Start of TEXT PASSAGE

The One who would not be locked down: Reflections on a Stay-Home Pentecost
Elder Jimmy Tan // May 31, 2020, 12:26 pm
"How many of us are honestly (pardon the pun) at home with the Holy Spirit?" asks Elder Jimmy Tan as we celebrate Pentacost in Circuit Breaker conditions. Photo by Sunyu on Unsplash.
This Pentecost season, we are all at home. Yet that very first outpouring also happened behind closed doors.
It happened as the motley church-to-be of 120 was praying, their chief stay home activity after the Lord vanished from sight 10 days earlier.
They didn’t know when this season would end or how it would phase out. But the fruit of all that waiting-in-faith was the outpouring or drenching of the Holy Spirit.
That very first outpouring (of the Holy Spirit) also happened behind closed doors.
AW Tozer astutely observed that Pentecost had features no one ever witnessed again. It was the only time anyone could claim the entire church was 100% physically altogether. It was also the only time in church history that 17 different tongues (go count the language groups listed in Acts 2) were manifested at one sitting.
And it was the only time in the Bible we would read of the Holy Spirit appearing like tongues of fire. How apt, if you think of it. These unrepeatable circumstances were for an unmistakable page turn in history.
Yet the third member of the Trinity did not so much as enter the scene (He co-existed with the Father and the Son) as to take centerstage.

End of TEXT PASSAGE

COMPLETE THE FOLLOWING>
1. For each of statements (a), (b) and (c), decide whether it agrees with the Pentecost reflection. Answer yes or no, and quote the words of the text that decide it. (a) The church-to-be numbered 120 when the first outpouring happened. (b) Tozer held that the features of Pentecost were seen again later in church history. (c) Seventeen tongues were manifested at one sitting at Pentecost.
2. Rewrite everything in the Pentecost reflection from "That very first outpouring (of" down to "turn in history.", changing "tongues" to "languages".

Start of GIVEN ENTRIES

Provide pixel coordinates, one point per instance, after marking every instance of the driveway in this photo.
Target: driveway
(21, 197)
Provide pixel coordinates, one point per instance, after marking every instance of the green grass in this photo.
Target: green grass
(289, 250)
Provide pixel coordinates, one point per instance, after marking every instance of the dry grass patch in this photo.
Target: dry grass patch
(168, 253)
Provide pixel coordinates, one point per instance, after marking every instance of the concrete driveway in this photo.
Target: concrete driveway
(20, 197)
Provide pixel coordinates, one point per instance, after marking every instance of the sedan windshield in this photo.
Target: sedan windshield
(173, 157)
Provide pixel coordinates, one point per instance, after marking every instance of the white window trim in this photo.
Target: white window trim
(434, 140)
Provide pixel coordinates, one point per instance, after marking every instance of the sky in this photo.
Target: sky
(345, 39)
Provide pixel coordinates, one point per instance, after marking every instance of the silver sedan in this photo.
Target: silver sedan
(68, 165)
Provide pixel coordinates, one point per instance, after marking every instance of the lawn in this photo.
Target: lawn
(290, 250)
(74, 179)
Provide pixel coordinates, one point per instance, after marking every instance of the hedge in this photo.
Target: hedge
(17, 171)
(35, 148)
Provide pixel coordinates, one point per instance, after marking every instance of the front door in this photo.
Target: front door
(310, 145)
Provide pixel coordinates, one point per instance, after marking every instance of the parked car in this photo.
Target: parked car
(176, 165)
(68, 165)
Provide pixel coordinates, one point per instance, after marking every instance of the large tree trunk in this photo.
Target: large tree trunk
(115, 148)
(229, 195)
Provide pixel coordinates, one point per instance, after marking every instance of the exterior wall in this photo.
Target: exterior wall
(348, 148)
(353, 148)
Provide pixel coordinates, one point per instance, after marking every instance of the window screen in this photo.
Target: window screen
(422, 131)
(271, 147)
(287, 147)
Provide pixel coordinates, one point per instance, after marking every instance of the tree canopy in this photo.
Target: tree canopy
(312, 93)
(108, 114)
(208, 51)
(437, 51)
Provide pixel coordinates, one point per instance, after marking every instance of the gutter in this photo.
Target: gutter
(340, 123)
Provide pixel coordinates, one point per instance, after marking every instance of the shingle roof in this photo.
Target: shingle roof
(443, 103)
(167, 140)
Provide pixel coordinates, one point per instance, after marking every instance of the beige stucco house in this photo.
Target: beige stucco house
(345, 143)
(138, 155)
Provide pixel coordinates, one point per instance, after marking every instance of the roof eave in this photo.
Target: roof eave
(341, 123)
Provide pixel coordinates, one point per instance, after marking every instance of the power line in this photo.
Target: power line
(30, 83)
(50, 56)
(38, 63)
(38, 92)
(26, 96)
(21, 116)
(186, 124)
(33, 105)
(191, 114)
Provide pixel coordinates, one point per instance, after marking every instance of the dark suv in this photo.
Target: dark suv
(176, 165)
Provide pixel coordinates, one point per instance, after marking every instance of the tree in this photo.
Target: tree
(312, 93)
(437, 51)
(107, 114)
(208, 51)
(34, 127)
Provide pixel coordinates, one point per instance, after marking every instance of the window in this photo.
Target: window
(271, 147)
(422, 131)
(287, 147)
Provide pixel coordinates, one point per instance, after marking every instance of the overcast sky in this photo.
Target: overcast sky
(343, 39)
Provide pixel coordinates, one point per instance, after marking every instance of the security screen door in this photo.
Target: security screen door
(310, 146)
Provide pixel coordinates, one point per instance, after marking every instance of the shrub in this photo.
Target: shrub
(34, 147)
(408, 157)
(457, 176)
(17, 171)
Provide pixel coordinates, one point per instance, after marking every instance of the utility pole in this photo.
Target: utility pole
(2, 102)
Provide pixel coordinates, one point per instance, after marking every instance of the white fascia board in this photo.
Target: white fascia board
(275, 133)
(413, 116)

End of GIVEN ENTRIES

RESULTS OF THE TASKS>
1.
(a) Yes: "the motley church-to-be of 120 was praying"
(b) No: "Pentecost had features no one ever witnessed again"
(c) Yes: "17 different tongues (go count the language groups listed in Acts 2) were manifested at one sitting"

2.
That very first outpouring (of the Holy Spirit) also happened behind closed doors.
AW Tozer astutely observed that Pentecost had features no one ever witnessed again. It was the only time anyone could claim the entire church was 100% physically altogether. It was also the only time in church history that 17 different languages (go count the language groups listed in Acts 2) were manifested at one sitting.
And it was the only time in the Bible we would read of the Holy Spirit appearing like languages of fire. How apt, if you think of it. These unrepeatable circumstances were for an unmistakable page turn in history.